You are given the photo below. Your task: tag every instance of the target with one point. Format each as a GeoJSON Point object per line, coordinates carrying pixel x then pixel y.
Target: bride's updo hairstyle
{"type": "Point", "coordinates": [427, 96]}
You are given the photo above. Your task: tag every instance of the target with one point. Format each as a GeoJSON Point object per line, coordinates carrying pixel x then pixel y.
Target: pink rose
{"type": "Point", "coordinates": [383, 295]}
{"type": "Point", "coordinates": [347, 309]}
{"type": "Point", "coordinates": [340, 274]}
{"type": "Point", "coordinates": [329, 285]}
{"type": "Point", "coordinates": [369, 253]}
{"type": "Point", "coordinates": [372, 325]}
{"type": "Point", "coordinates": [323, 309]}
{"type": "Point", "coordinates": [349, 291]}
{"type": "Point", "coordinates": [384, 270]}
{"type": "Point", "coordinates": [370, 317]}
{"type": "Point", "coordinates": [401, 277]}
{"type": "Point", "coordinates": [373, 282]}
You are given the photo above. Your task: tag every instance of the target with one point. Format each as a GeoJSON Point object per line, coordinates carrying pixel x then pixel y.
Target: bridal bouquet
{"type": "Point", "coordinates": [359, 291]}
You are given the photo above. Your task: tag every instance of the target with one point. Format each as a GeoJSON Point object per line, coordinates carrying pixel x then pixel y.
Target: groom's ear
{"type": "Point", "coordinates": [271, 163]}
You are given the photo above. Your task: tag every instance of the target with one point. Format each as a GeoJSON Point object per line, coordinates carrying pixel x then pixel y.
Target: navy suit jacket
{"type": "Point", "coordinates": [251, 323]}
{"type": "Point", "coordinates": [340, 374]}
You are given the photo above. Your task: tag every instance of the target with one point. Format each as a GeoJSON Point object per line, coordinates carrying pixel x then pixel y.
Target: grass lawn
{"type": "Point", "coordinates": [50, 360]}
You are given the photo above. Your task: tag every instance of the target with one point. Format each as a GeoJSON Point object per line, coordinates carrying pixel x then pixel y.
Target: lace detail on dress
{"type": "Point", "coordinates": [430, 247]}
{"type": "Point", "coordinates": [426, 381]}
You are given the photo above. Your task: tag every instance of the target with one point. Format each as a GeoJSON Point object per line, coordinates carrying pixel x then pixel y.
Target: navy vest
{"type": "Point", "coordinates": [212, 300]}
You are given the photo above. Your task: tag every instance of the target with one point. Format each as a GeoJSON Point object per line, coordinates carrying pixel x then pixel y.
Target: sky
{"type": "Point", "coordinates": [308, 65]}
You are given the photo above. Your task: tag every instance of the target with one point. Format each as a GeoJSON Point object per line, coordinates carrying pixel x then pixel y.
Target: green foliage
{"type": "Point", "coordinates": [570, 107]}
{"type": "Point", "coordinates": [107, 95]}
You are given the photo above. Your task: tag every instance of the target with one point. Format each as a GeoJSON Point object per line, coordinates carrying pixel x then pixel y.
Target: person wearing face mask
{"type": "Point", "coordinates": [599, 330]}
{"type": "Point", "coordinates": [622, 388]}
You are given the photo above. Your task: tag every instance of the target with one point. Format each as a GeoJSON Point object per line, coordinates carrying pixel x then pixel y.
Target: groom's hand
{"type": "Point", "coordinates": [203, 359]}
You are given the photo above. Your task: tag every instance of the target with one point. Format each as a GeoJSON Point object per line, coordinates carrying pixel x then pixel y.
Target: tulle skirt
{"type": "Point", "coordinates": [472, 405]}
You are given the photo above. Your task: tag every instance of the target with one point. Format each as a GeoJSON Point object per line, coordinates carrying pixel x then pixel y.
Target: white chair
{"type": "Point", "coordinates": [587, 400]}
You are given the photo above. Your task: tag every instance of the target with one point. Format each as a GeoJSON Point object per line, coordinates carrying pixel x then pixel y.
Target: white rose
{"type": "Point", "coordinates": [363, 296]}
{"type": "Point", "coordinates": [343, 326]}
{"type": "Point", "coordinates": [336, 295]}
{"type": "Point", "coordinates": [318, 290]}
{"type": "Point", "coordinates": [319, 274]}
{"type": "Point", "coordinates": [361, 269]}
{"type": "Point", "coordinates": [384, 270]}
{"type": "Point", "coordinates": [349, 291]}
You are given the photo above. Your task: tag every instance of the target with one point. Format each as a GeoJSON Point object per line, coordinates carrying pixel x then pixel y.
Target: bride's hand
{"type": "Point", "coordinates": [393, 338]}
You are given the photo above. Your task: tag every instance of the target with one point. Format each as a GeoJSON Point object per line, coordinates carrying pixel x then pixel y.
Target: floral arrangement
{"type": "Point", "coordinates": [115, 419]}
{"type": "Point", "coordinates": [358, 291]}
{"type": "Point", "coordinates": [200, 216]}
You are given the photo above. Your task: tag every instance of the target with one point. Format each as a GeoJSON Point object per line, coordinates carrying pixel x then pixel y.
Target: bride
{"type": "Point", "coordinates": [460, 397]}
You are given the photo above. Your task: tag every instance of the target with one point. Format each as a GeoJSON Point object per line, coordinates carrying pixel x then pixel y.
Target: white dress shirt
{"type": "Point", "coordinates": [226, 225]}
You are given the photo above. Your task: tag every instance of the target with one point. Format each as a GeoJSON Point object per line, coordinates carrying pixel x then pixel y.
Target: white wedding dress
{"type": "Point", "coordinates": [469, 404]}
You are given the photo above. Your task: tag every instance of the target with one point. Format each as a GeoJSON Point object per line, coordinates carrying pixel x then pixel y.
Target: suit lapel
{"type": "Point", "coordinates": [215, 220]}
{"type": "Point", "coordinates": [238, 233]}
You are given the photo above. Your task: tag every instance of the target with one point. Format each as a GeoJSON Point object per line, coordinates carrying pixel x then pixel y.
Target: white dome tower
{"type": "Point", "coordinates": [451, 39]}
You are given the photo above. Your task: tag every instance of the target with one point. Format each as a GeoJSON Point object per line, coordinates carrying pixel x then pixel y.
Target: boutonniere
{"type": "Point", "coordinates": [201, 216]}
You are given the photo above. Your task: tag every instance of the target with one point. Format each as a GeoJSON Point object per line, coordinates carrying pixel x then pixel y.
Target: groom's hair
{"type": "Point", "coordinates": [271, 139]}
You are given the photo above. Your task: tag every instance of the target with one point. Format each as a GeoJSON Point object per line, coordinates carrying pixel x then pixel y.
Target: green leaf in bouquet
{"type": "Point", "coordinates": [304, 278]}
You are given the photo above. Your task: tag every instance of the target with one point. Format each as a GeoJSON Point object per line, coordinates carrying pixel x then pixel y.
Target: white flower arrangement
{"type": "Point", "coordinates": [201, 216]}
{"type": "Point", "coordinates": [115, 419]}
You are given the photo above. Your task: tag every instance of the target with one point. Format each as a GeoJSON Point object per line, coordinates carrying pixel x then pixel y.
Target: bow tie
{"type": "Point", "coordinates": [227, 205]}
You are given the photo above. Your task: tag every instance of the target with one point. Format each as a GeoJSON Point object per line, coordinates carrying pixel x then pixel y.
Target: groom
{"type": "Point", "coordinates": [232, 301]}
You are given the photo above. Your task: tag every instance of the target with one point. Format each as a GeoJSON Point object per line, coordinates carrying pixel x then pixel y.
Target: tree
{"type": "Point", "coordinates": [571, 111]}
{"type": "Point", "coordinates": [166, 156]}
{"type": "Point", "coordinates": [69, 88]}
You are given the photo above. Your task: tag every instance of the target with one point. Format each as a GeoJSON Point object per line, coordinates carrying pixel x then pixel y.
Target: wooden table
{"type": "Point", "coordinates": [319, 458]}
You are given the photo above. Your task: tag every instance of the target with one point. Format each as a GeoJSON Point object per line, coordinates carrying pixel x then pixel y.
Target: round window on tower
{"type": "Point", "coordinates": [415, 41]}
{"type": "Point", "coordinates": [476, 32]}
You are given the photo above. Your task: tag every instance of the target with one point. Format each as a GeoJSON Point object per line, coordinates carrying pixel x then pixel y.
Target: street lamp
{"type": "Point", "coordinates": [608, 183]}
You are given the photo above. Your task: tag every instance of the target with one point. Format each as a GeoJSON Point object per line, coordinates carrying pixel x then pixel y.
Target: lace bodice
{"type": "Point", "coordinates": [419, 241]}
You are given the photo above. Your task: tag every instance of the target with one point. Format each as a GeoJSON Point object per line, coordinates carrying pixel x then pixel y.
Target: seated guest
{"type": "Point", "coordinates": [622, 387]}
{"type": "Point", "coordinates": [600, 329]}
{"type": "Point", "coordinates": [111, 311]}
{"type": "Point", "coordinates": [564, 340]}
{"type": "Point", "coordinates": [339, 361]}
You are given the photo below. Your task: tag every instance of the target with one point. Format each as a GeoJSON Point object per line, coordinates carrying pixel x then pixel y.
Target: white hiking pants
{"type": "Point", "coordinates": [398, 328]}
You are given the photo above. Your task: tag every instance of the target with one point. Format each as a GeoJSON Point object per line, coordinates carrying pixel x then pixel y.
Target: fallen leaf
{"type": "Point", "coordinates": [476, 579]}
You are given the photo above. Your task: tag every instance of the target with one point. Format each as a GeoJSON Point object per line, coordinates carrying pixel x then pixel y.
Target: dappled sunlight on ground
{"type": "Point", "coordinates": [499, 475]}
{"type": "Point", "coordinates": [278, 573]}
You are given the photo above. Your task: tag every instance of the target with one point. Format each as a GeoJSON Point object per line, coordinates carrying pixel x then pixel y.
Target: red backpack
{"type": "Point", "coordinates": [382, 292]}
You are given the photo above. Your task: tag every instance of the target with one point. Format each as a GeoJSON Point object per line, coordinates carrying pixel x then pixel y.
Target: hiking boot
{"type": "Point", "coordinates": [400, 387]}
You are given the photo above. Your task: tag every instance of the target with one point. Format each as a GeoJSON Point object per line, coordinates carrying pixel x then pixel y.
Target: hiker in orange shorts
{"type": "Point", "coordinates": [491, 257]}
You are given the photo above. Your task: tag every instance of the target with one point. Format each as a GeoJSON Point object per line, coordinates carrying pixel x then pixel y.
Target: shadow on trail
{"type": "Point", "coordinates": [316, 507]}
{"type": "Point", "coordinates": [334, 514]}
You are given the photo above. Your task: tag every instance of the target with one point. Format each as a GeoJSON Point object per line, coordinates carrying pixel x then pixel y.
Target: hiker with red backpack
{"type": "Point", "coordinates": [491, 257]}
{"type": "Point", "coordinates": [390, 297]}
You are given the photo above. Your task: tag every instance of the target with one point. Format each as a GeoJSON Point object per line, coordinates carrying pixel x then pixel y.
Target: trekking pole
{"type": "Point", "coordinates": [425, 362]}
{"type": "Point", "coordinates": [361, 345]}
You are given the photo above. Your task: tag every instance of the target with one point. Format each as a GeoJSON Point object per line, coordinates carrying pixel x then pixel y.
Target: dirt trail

********

WHAT YOU WILL DO: From the line that holds "Target: shadow on trail" to the last line of the records above, print each line exactly. Add nothing else.

WRITTEN RESPONSE:
Target: shadow on trail
{"type": "Point", "coordinates": [316, 507]}
{"type": "Point", "coordinates": [334, 514]}
You are given the photo above. Your task: tag every instance of the target with one point. Format each as a GeoJSON Point object per line, coordinates carrying pixel x then pixel y.
Target: hiker with red backpack
{"type": "Point", "coordinates": [491, 257]}
{"type": "Point", "coordinates": [390, 297]}
You are given the photo above. Your task: tag every instance of the target with one point. Format each as a GeoJSON Point object per line, coordinates carrying pixel x then pixel y.
Target: trekking pole
{"type": "Point", "coordinates": [425, 362]}
{"type": "Point", "coordinates": [361, 345]}
You are given the photo above. Your task: tag every instance of the target with one point. Format each as a GeoJSON Point object per line, coordinates carrying pixel x then pixel y.
Target: dirt trail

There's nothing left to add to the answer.